* Required task 1
Answer these questions from the travel diary below:
(a) At what time was the flight to Rome actually scheduled to leave Gatwick?
(b) Where is the house of Martin and Tessa?
(c) What is the name of the hotel in Rome?

* Text shown

Updated: Nov 5, 2022

Our trip to Italy got off to a bad start. The flight to Rome was to leave Gatwick at 8.00 (so I thought). Applying my normal 3-hour getting there routine, the taxi was ordered for 5.00 – actually 5.15 – and the alarm set for 4.45. Ugh! However, things didn’t go to plan. First, I’d failed to reset my mobile to UK time, so it went off at 3.45. Second, when we got to Gatwick, I found that the flight was actually at 9.05, not 8.00, and it was delayed. All my fault, except the last bit. I was in a solemn mood for our protracted spell at Gatwick, even more taciturn than usual, finding it hard to spin out a croissant and a cup of coffee for two and a half hours.

But why are we going to Rome at all? Our friends, Martin and Tessa, are having a joint 60th birthday party (due compleanni significi, as it says on the invitation) at their house in Canalicchio near Perugia. And we thought, how nice it would be to combine it with a few days in Rome, so enabling me to look up old friends in the A&O Rome office.

Wednesday 9 September

The Rome airport, Fiumicino (or Leonardo Da Vinci - but he seems to have got forgotten) does not inspire confidence. It seems to be still under construction; and the terminal is seething: two related facts, I guess.

The easyJet flight is allotted the furthest carousel possible; and the wait for the bags seems interminable – another two related facts, presumably.

However, after we are reunited with our bag, things start to improve. Turning down the idea of the train, or a bus, into the city centre, we get a taxi and are driven at high speed to the hotel.

The re-introduction to Italian driving is abrupt. Our driver is in a state of constant despair at what he sees as the lethargic speed of the various vehicles in front – and also a bit of lane hogging, I have to say. He deals with these trials by much gesticulation and also driving so close to the back of the offending vehicle as to make you wonder if the train mightn’t have been a more relaxing option.

The hotel, the Fontanella Borghese, is small, located on the second floor of a small palazzo, accessed by a primitive lift, reasonably tastefully decorated and very Roman.

One part of the plan is to visit the A&O Rome office. I have tentatively agreed to do this at 4.00. What with the flight delay, this means a quick turn-around. I go alone, while Mary settles in.

I am greeted with the most effusive welcome, not having seen them all for a few years. Siobhan, the Scot (despite her name) who has always been in charge of the office, takes me round to see those who I remember and/or who remember me – and then leads me onto the terrace where there is a spread of canapés and prosecco. Very warm and friendly, as they always were when I was the visiting partner from “head office” in London. When would I be coming back? We need more of your seminars . . .

* Required task 2
Pull out every line of the records below that contains the word "brick". Case counts.

* Information shown
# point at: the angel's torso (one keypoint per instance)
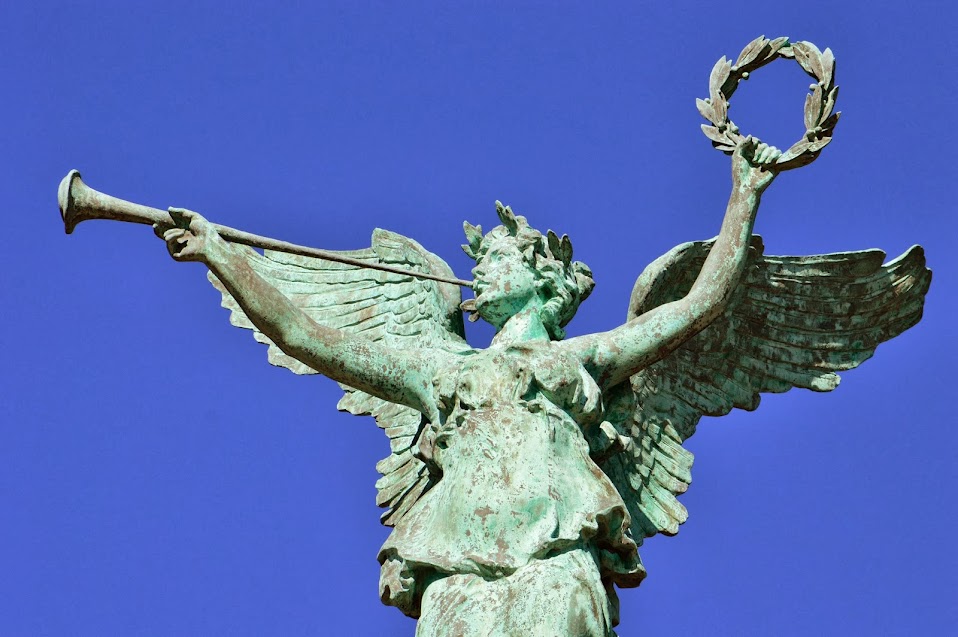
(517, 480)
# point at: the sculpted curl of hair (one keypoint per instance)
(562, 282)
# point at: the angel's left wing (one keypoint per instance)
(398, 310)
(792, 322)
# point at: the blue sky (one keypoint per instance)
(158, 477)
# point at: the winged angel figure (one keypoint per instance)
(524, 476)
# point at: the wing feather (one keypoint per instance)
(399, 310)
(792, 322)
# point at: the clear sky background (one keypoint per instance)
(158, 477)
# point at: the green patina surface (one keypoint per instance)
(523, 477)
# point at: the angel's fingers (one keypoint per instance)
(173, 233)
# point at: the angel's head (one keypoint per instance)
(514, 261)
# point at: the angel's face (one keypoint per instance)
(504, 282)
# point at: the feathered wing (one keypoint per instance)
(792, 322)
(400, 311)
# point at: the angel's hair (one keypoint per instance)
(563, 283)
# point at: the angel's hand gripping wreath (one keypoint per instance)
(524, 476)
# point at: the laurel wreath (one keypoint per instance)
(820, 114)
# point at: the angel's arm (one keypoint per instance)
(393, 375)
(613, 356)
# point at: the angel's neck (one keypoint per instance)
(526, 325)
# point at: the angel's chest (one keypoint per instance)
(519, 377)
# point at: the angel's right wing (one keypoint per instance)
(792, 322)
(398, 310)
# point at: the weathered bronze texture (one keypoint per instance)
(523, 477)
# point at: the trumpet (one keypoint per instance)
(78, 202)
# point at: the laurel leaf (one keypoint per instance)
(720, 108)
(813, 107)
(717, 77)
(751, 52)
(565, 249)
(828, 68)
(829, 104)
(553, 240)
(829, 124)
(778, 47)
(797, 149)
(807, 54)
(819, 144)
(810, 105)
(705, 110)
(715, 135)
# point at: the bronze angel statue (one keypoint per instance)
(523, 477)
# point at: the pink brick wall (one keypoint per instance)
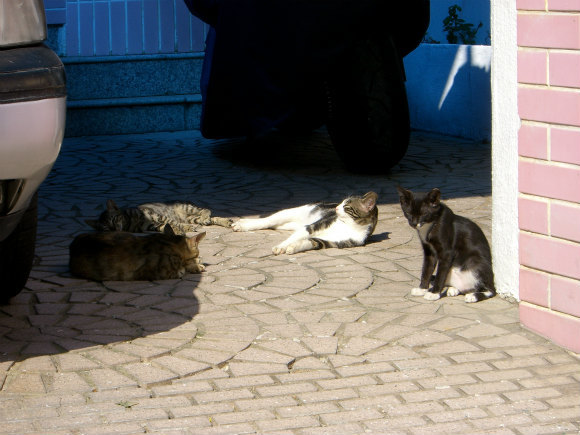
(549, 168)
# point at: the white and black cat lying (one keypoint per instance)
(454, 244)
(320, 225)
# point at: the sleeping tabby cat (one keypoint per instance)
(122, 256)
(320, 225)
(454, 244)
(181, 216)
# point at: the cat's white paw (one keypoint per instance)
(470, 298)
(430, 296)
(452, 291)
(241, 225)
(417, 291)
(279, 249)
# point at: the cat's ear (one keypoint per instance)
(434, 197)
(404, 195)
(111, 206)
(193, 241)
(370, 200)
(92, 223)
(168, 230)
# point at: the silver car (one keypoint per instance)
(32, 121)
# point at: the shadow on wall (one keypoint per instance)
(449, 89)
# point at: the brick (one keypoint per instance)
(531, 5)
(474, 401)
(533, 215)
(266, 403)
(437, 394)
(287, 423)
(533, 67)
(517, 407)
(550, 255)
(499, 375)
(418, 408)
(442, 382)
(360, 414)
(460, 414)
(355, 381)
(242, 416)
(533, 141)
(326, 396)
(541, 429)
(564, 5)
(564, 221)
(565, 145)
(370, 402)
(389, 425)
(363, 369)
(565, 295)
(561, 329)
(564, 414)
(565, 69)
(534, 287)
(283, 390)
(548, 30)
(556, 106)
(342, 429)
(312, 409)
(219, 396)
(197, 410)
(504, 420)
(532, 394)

* * *

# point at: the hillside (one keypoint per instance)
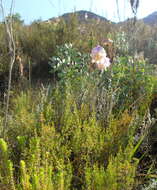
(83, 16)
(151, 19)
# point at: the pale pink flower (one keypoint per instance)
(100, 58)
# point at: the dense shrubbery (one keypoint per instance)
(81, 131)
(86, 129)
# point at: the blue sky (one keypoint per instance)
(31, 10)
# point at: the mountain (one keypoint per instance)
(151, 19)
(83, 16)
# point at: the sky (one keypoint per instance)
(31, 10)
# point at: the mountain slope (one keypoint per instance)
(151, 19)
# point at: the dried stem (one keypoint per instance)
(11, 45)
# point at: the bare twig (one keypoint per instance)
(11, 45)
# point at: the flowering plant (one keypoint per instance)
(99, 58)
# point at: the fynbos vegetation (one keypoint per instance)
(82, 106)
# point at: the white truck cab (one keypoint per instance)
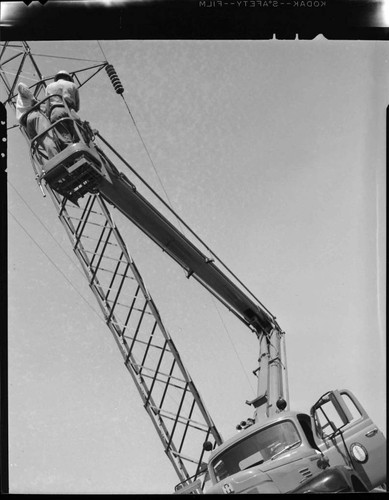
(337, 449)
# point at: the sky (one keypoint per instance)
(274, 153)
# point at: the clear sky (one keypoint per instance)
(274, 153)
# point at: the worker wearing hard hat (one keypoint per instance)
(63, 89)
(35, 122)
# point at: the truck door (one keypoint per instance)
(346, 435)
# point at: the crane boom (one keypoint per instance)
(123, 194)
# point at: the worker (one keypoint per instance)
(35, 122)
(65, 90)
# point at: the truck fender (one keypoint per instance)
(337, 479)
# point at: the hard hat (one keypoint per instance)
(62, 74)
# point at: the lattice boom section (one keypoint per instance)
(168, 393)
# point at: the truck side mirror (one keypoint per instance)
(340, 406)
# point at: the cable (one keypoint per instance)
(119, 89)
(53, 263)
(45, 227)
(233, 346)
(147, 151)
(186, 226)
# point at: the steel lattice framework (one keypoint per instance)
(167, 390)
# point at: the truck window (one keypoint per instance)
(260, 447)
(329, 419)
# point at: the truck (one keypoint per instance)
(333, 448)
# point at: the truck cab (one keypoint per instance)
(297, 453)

* Written answer 1
(a) 9.05
(b) In Canalicchio near Perugia
(c) The Fontanella Borghese

* Written answer 2
# point at: the pink brick wall (one keypoint per instance)
# point at: the brick (one keypoint per instance)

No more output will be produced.